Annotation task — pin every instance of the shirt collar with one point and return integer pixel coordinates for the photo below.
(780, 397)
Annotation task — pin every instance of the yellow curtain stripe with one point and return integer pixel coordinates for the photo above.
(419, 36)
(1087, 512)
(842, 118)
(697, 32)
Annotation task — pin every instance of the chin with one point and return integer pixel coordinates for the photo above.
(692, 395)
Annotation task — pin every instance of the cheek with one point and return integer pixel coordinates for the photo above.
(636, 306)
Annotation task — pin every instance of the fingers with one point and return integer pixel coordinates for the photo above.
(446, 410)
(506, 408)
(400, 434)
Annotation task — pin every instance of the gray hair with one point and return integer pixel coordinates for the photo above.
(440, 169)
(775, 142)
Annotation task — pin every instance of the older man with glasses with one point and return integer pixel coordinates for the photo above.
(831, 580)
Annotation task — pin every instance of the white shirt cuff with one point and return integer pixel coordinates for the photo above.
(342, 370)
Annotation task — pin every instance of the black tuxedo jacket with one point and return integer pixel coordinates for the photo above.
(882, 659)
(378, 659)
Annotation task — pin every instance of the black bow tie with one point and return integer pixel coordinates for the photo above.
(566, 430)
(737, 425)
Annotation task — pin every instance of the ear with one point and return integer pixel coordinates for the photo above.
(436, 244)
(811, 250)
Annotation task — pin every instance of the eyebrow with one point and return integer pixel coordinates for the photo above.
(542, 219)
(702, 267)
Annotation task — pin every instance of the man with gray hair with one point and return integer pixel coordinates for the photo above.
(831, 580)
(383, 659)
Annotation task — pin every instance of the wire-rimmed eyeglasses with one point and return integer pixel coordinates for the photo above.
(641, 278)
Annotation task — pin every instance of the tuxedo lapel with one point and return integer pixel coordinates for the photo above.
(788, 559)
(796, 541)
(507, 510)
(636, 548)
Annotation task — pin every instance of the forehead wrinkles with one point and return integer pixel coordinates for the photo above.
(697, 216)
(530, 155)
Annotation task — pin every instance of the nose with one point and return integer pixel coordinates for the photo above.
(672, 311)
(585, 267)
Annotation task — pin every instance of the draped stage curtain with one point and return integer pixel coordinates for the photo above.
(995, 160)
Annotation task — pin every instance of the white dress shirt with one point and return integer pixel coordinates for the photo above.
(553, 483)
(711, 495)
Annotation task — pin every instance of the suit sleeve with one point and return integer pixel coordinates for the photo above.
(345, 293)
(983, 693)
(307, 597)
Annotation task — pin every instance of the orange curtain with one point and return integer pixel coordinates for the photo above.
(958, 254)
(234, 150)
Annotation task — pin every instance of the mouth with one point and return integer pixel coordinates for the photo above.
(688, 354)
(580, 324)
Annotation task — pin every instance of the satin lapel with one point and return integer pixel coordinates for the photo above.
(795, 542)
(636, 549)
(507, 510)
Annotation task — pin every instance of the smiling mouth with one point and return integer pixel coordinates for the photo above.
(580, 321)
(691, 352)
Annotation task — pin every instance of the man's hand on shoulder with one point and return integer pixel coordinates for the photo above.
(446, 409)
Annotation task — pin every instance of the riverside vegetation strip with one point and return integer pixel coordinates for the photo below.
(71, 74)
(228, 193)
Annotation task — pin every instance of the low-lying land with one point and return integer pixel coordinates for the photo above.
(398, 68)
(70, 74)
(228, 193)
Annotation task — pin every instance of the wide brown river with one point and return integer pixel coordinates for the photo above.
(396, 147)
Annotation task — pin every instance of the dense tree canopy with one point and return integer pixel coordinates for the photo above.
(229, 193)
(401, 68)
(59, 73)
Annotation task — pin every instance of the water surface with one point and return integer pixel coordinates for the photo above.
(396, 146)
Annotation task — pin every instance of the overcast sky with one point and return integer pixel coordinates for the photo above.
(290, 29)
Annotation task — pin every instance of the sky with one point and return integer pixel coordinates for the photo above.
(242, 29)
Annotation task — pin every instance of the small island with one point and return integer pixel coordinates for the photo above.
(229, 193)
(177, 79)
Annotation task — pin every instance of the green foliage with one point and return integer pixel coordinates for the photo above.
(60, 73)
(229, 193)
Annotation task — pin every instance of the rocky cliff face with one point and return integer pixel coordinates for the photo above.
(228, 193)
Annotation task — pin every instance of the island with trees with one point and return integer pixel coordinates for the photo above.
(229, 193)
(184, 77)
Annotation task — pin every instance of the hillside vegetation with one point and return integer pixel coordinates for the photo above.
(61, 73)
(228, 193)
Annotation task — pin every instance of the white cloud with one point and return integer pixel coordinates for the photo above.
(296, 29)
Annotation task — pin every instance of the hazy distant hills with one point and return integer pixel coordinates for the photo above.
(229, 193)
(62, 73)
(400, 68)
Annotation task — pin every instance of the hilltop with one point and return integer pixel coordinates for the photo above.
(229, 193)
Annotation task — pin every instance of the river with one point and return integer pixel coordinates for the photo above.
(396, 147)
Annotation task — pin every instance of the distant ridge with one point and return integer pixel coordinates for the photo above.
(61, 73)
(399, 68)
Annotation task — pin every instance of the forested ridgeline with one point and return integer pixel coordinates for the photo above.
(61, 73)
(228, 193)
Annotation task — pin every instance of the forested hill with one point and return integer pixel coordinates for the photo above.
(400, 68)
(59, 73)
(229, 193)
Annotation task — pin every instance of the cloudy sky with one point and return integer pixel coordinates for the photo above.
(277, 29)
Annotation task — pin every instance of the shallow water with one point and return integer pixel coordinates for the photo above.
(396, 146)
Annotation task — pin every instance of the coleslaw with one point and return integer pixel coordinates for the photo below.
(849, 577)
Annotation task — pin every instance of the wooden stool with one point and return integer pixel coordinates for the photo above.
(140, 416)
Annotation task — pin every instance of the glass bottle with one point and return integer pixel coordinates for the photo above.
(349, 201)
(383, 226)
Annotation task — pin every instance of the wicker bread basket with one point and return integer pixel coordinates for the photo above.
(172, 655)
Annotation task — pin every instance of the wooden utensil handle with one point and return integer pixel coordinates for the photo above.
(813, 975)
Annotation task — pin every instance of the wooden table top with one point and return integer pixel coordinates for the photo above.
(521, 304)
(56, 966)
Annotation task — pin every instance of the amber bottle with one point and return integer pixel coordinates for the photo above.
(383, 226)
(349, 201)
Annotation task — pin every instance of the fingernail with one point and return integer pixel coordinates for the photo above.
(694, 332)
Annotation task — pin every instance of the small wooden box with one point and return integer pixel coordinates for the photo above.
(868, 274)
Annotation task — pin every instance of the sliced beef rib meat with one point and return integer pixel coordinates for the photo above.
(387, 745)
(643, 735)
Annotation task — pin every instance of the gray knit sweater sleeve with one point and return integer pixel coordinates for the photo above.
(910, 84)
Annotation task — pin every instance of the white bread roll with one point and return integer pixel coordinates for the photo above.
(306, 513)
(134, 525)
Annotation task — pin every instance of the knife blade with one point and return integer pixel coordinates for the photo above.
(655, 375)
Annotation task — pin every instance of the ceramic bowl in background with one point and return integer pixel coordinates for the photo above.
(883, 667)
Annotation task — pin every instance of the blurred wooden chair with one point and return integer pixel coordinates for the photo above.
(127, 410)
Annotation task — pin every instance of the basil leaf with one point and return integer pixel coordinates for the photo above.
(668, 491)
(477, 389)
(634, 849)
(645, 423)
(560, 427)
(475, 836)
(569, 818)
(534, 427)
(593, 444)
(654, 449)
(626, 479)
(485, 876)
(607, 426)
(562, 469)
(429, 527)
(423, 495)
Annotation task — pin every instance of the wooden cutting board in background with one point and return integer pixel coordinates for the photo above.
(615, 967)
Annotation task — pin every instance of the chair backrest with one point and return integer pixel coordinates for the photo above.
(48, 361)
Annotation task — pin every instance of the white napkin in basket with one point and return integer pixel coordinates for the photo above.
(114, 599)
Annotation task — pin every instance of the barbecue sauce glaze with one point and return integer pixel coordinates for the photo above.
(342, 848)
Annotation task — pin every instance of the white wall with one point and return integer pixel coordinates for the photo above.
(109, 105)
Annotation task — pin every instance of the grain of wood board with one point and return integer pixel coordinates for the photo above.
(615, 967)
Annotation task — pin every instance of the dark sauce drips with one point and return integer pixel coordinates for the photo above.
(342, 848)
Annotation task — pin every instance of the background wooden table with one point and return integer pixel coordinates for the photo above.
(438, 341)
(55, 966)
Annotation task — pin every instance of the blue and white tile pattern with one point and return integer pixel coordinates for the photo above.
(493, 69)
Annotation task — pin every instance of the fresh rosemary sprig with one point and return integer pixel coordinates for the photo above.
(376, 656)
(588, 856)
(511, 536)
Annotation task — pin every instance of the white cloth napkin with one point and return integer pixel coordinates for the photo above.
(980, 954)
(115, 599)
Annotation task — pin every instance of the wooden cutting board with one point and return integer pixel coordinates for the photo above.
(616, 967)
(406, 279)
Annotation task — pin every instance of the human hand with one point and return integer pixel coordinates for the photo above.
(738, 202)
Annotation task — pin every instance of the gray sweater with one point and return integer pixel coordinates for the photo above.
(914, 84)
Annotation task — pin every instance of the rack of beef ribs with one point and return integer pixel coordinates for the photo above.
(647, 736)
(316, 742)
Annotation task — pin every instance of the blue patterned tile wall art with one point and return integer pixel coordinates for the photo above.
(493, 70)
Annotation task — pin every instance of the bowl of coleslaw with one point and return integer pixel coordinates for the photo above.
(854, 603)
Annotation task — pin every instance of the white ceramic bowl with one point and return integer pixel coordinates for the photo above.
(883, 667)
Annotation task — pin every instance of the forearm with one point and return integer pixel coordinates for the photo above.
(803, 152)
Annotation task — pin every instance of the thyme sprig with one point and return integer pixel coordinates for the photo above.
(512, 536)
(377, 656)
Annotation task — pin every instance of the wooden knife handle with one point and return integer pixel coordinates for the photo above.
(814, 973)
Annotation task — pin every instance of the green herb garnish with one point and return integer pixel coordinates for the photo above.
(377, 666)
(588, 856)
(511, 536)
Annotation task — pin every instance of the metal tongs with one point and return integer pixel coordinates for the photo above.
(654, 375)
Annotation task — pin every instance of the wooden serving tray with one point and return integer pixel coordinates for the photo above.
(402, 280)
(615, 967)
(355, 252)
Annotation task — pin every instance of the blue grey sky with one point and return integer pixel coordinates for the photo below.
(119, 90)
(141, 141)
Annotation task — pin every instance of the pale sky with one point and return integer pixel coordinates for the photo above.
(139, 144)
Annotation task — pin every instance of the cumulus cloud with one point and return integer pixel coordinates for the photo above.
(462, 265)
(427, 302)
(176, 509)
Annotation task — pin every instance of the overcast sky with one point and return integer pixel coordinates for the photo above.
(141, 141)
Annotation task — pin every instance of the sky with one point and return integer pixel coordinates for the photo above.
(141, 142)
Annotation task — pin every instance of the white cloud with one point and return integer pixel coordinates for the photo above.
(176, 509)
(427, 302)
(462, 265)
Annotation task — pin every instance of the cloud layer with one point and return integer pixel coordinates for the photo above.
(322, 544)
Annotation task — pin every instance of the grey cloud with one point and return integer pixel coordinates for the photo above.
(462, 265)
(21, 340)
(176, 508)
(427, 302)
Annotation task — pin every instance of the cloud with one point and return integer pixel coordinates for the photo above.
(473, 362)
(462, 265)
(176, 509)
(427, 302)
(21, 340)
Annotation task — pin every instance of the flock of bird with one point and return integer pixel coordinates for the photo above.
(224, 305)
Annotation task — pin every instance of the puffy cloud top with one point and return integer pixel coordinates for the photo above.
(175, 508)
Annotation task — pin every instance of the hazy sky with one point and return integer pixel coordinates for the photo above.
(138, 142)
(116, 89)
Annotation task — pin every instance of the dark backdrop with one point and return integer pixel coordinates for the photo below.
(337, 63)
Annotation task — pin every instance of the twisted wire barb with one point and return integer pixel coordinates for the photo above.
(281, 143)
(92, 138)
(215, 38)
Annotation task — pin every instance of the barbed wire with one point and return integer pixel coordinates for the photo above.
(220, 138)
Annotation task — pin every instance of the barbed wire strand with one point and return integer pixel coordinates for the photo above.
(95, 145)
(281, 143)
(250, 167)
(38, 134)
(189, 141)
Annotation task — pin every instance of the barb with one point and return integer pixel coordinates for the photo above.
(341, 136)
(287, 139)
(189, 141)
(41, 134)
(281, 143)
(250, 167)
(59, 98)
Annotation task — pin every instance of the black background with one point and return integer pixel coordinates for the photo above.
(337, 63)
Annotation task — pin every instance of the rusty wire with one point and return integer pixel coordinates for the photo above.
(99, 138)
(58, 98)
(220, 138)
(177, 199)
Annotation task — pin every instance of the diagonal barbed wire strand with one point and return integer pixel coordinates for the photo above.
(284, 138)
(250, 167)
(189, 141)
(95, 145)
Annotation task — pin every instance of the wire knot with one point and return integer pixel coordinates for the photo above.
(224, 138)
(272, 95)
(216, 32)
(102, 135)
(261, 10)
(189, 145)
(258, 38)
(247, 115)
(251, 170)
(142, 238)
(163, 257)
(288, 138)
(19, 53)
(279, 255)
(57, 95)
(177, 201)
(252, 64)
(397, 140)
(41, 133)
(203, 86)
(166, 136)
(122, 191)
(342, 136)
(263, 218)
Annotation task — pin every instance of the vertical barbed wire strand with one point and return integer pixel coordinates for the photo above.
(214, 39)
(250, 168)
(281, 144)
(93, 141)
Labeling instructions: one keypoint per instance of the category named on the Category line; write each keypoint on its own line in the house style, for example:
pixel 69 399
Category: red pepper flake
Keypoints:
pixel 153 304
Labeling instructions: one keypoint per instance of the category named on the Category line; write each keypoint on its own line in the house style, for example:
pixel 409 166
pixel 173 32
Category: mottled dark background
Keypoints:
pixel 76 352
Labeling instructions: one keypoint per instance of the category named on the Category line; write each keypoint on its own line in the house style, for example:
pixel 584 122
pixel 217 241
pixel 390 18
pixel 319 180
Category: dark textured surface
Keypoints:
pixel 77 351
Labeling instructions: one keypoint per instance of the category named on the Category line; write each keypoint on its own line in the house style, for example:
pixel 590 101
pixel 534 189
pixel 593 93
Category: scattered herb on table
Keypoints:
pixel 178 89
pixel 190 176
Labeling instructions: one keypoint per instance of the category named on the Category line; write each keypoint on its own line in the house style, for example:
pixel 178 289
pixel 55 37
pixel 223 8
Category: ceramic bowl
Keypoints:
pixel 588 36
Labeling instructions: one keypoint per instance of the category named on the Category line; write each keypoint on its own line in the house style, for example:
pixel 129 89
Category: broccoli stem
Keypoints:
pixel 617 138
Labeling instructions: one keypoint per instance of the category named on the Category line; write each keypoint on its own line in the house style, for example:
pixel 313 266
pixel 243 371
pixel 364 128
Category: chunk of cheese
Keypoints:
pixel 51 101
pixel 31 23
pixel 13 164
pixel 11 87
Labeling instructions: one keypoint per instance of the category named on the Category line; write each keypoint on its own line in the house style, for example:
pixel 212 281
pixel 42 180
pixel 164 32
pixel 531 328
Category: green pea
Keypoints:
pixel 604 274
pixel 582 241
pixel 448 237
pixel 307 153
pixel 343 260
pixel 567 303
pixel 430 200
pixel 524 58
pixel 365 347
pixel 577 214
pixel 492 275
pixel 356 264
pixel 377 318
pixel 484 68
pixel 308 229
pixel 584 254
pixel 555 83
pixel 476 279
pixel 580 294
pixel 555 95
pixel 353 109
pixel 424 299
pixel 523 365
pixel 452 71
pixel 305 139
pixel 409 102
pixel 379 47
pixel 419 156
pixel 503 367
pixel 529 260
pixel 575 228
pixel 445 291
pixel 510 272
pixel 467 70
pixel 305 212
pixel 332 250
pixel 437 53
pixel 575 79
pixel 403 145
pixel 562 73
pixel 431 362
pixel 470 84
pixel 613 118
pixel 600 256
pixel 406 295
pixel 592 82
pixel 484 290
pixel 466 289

Activity
Copy out precisely the lines from the line with "pixel 319 180" to the line with "Category: scattered herb on table" in the material above, including those two lines and omitting all the rest.

Solution for this problem
pixel 319 180
Category: dark textured surface
Keypoints:
pixel 77 351
Labeling instructions: one keypoint per instance of the category named on the Category line; write each keypoint on its own line in the house style, for example:
pixel 590 101
pixel 534 189
pixel 593 93
Category: scattered herb on table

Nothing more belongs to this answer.